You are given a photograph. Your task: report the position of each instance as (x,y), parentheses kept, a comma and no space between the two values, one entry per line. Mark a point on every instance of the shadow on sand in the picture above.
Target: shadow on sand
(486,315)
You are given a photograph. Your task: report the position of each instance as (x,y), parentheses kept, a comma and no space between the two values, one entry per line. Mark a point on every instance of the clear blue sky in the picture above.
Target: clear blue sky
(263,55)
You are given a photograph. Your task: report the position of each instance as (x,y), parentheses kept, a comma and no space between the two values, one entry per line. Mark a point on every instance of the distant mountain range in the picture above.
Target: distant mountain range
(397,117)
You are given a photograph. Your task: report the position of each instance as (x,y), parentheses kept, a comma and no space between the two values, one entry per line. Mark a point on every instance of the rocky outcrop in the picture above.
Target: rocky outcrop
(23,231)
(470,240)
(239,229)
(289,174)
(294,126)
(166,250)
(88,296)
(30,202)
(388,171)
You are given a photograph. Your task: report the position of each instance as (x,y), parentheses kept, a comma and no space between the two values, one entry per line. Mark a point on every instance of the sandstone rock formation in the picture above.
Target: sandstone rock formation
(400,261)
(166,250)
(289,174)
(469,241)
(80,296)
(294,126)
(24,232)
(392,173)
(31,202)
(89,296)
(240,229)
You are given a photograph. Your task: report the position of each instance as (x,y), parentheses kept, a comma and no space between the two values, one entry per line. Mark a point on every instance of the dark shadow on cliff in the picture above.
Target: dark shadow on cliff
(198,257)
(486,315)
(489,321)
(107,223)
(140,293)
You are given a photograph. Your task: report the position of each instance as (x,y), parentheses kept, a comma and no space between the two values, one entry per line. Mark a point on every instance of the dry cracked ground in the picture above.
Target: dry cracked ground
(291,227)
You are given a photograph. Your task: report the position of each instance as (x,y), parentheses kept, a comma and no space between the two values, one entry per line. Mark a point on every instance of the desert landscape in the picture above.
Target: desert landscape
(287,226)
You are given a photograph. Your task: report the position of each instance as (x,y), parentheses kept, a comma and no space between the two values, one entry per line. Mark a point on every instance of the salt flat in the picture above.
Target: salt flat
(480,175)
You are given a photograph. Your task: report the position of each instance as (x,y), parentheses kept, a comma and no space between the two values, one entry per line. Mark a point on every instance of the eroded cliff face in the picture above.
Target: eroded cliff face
------------------------------
**Problem**
Return, word for word, every line from the line with "face in the picture above." to the final line of the data.

**Written response**
You are given a photograph. Your task: report the position of each instance as (x,y), parentheses kept, a comma and no space between the two values, one entry per line. Mark a point on every instance of the eroded cliff face in the picture above.
Target: eroded cliff face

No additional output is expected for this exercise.